◆ **Task requirements**: Could you continue the passage below about Chris Claremont's X-Men Forever series from the point where it ends?

◆ **Exercise passage**:
..............................

The series, written by veteran X-Men author Chris Claremont, was originally advertised as a continuation of the storylines he intended for Uncanny X-Men and X-Men in 1991, which never saw print because of his resignation from the title.

Despite the original billing as what "would have been written" by Claremont had he never left, the series quickly diverged from that idea into a more traditional "alternate universe" title. In an interview conducted with Wizard Universe, Claremont acknowledged that what he was doing in X-Men Forever would never have been possible in the primary X-Men books because of the corporate needs of Marvel Comics:
The one significant difference and advantage that Forever has over Uncanny is that we don't have to worry about corporate needs. The one great disadvantage with Fantastic Four or with X-Men or with Spider-Man or with any book in the mainstream Marvel line is that the characters must be preserved for Marvel's sake. But since these characters are being preserved in Uncanny, they can be altogether frighteningly mortal in Forever, as we'll be demonstrating fairly early on. The fact is, if a character is unlucky enough to die, it's a real thing and it isn't corrected a week later. They won't come back. There are consequences and from that basis everything proceeds.

..............................

◆ **Information shown**:
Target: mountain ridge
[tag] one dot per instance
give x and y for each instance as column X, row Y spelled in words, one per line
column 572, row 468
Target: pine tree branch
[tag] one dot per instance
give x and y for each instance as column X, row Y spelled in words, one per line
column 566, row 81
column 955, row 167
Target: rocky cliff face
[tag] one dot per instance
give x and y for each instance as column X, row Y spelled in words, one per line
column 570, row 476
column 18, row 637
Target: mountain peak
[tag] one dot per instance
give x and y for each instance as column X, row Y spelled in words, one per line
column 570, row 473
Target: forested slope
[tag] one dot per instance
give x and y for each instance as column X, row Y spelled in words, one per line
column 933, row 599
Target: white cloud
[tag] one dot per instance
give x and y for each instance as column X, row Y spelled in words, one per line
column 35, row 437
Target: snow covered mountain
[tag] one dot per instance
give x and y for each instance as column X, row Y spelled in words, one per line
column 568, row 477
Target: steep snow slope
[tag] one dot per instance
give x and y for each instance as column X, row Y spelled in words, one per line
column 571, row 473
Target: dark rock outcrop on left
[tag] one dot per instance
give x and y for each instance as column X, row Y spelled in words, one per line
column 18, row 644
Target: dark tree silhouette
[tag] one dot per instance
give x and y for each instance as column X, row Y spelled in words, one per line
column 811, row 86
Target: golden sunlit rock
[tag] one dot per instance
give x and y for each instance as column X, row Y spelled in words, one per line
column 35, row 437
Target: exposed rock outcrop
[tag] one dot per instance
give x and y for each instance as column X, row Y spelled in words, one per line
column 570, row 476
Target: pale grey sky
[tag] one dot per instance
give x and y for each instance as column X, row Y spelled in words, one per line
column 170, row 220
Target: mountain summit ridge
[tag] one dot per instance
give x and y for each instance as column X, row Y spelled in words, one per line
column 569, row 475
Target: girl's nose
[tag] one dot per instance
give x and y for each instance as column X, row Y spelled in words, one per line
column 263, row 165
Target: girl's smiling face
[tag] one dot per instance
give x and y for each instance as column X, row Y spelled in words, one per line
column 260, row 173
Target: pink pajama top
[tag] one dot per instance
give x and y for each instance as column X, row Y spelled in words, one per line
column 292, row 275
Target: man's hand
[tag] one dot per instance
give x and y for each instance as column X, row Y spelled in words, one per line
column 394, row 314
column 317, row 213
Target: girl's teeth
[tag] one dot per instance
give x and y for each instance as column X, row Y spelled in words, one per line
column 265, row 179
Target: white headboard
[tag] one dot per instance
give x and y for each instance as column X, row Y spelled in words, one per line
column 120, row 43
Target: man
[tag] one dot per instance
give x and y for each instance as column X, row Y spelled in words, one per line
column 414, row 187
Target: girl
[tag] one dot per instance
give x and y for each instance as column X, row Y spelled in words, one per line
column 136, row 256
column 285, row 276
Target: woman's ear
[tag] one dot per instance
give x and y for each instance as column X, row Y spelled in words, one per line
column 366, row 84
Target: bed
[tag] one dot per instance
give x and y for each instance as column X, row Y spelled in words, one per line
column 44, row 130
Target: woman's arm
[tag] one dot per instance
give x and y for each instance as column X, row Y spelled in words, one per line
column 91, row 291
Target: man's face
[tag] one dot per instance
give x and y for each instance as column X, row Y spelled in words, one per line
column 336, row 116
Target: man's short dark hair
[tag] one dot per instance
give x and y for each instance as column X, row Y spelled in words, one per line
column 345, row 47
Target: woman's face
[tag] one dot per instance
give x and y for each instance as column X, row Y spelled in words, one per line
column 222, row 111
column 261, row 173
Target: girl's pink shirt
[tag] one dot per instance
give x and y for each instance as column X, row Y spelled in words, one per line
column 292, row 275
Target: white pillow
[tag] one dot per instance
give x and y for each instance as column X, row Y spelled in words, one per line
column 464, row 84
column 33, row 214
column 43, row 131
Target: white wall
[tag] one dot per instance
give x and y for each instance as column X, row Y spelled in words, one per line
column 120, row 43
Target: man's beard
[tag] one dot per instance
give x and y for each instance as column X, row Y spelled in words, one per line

..............................

◆ **Task response**:
X-Men Forever Alpha, which was released in May 2009, was largely a reprint of the first three issues of the 1991 X-Men. The last pages were devoted to a bridge story meant to segue into X-Men Forever, including a scene that hints at the death of Wolverine. X-Men Forever began its run proper the next month, in June 2009. The first five issues take place on the same night, and resolve long-hanging plot threads left from Claremont's departure from the title in 1991. Among the events that occur in the first issue is the death of Wolverine at the hands of Storm, whose true nature is left undisclosed, outside of a stated allegiance to a group called the Consortium. The series revolves around the team of Cyclops, Jean Grey, Rogue, Shadowcat, Nightcrawler, Beast, Sabretooth, and Professor X as they learn about and deal with the anti-mutant group the Consortium and a mutant-killing condition known as Burnout. Other major changes from the mainstream continuity include Sabretooth being Wolverine's father, Professor X not being crippled by the Shadow King during the Muir Island Saga, and Cyclops's son Nathan never being infected with the techno-organic virus or becoming Cable. Sabretooth incorporates himself into the X-Men by claiming he is seeking revenge for his fallen son, Logan.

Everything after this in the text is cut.